[begin Task material]

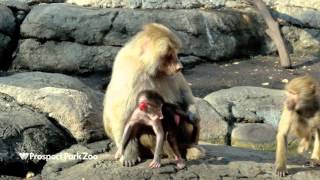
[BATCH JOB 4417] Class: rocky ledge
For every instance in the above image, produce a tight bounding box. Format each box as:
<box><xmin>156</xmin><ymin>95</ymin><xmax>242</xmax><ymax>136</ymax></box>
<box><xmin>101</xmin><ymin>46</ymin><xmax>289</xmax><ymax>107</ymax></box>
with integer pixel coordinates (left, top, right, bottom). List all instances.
<box><xmin>34</xmin><ymin>141</ymin><xmax>320</xmax><ymax>180</ymax></box>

[end Task material]

- **Exercise aim**: Reproduce the data above word for word, leaving out the picture.

- **Solution for this exercise**:
[BATCH JOB 4417] Class: rocky ledge
For every instance in the above image, produce a tight bounding box. Format each box as:
<box><xmin>156</xmin><ymin>95</ymin><xmax>242</xmax><ymax>136</ymax></box>
<box><xmin>101</xmin><ymin>46</ymin><xmax>289</xmax><ymax>107</ymax></box>
with integer pixel coordinates (left, top, right, bottom). List all instances.
<box><xmin>34</xmin><ymin>141</ymin><xmax>320</xmax><ymax>180</ymax></box>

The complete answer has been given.